# Tempestade Tropical ARTHUR (Atlântico 2008 #01)



## MSantos (31 Mai 2008 às 19:38)

Formou-se "Arthur", primeira tempestade tropical no Atlântico. Deverá atingir o Belize e o Mexico.
http://www.nhc.noaa.gov/index.shtml


----------



## Vince (31 Mai 2008 às 21:17)

O 90L continuou a aprofundar a convecção apesar de já estar com o centro em terra. Pelo satélite dá ideia duma depressão tropical desorganizada mas um navio e uma boia registaram ventos com intensidade de tempestade tropical pelo que o sistema foi de imediato classificado e baptizado com o primeiro nome da época, Arthur. Após o normal emfraquecimento sobre Terra prevê-se que se volte a fortalecer quando entrar no Golfo do México.



> THE AREA OF LOW PRESSURE LOCATED IN THE NORTHWESTERN CARIBBEAN
> BECAME A TROPICAL STORM AS IT WAS CROSSING THE COAST OF BELIZE
> EARLY THIS MORNING. THIS IS BASED ON SATELLITE IMAGERY...*SHIP DATA
> AND A NOAA BUOY 42056 WHICH REPORTED SUSTAINED WINDS OF TROPICAL
> ...
















*-------------*
*Informação*
*Para o seguimento da época de furacões no Atlântico consulte também o tópico «Links Úteis e Climatologia da Época de Furacões no Atlântico» com dezenas de link's para imagens de satélite, modelos, observações, radares e serviços nacionais de meteorologia.*


----------



## Agreste (31 Mai 2008 às 22:29)

Época de ciclones tropicais no atlântico norte (golfo do méxico) começou antes de começar...

» EXERCÍCIOS:
1. Segundo o tópico sobre a tempestade tropical Arthur, o que levou o sistema a ser classificado de imediato?
2. Continua, por favor, o tópico sobre a tempestade tropical Arthur a partir do ponto em que termina.

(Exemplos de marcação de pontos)
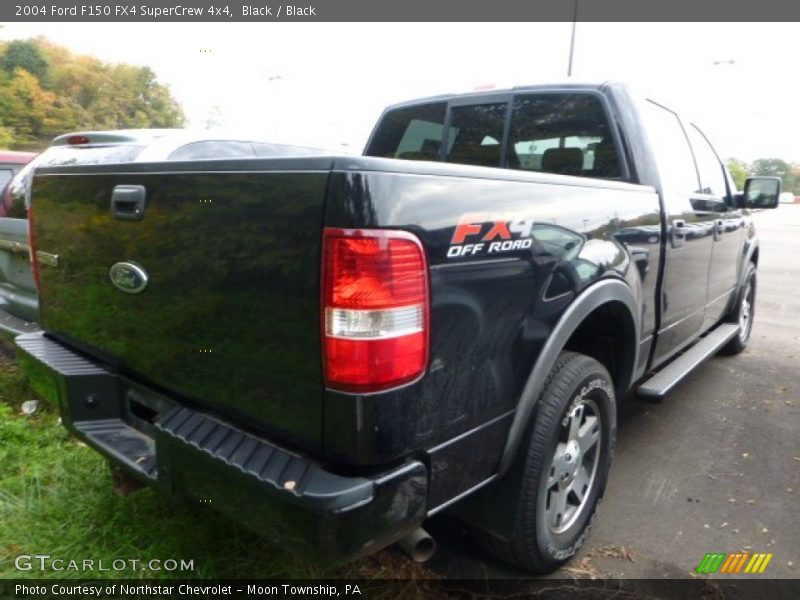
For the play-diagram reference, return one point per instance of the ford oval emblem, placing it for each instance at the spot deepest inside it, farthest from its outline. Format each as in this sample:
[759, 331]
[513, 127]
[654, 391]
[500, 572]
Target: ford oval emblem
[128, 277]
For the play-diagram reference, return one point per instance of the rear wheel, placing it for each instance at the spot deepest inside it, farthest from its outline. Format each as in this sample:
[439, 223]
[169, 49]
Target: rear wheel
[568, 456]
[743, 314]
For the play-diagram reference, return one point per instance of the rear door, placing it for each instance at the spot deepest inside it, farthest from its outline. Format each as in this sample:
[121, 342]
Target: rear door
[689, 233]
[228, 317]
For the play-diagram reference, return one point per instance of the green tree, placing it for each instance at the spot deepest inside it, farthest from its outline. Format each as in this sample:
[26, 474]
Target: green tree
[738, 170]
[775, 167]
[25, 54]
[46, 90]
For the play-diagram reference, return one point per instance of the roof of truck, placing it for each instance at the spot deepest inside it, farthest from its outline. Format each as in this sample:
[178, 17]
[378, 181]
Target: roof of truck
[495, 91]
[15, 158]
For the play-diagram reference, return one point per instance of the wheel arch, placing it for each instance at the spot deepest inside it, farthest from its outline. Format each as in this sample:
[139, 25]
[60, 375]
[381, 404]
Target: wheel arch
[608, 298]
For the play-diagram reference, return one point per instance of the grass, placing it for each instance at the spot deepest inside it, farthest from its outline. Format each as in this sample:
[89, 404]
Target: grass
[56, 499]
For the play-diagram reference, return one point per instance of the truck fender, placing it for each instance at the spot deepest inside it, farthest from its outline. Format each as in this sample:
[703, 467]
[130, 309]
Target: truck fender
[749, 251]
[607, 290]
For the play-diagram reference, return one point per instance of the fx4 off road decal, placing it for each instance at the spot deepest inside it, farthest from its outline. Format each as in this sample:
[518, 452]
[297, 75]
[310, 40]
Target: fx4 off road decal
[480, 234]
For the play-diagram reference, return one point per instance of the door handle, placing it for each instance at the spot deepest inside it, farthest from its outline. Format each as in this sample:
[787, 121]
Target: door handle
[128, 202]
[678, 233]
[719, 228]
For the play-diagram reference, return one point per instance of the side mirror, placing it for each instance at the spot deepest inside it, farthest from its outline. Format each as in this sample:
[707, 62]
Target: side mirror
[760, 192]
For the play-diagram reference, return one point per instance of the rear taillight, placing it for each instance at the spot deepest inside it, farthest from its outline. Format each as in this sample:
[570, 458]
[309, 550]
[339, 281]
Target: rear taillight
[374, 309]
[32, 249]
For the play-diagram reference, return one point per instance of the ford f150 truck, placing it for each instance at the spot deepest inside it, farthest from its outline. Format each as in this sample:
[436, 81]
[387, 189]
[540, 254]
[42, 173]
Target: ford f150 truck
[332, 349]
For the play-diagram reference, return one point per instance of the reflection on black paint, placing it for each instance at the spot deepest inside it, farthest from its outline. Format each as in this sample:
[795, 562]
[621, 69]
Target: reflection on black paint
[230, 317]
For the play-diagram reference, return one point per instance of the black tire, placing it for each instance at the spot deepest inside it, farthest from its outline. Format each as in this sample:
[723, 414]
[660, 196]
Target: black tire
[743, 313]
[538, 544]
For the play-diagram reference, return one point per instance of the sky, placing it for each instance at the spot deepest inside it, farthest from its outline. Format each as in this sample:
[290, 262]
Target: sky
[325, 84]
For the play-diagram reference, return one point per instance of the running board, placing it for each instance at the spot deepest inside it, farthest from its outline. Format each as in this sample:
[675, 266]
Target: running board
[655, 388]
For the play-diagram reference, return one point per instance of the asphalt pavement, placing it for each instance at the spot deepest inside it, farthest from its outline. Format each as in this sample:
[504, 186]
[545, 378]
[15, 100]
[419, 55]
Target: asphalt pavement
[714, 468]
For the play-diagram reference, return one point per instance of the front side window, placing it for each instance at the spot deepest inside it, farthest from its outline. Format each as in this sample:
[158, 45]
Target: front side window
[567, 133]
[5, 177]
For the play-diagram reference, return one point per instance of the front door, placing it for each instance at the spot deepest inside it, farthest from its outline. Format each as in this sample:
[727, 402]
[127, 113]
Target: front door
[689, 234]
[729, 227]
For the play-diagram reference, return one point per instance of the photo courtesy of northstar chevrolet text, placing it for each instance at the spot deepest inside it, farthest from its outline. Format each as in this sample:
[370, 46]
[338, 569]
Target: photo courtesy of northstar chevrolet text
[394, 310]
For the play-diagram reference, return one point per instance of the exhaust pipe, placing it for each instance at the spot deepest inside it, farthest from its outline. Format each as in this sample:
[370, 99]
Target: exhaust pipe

» RESULTADOS FINAIS:
1. Um navio e uma boia registaram ventos com intensidade de tempestade tropical.

2.
Nada que não se pudesse prever. Quase toda a america central está há alguns dias debaixo de uma especie de vale depressionario com condições bastante favoráveis. Apareceu a "Alma" do lado do pacifico cujos restos fizeram acender o "Arthur", que já entrou pela fronteira do Belize. Não houve pelo que percebe, problemas para as zonas turisticamente importantes de Cancun, Playa del Carmen e da ilha de Cozumel...

Provavelmente uma "Bertha" a caminho da Florida não deve tardar...


----------



## Vince (1 Jun 2008 às 12:23)

José M. Sousa disse:


> Se o Arthur se dirigir para o baía de Campeche, e se a época for activa como a de 2005,  o petroleo upa, upa, é que chegamos aos 200 dólares num instante!



Como o mercado está actualmente é melhor nem pensar no que seria uma época complicada no Golfo.
Mas com o Arthur não vai acontecer, um anticiclone nos niveis altos sobre a fronteira do Texas com o México impõe um regime de ventos que impede o Arthur de subir. Este tipo de situação repetiu-se bastante vezes o ano passado e manteve o Golfo e a costa americana do Golfo sem problemas de maior.

*300 mb Height*





*Steering Layers 400-850*






O NHC ajustou para um trajecto sem o centro regressar à água na Bahia de Campeche.







*-------------*
*Informação*
*Para o seguimento da época de furacões no Atlântico consulte também o tópico «Links Úteis e Climatologia da Época de Furacões no Atlântico» com dezenas de link's para imagens de satélite, modelos, observações, radares e serviços nacionais de meteorologia.*


----------



## Vince (1 Jun 2008 às 12:31)

Agreste disse:


> Nada que não se pudesse prever. Quase toda a america central está há alguns dias debaixo de uma especie de vale depressionario com condições bastante favoráveis. Apareceu a "Alma" do lado do pacifico cujos restos fizeram acender o "Arthur", que já entrou pela fronteira do Belize.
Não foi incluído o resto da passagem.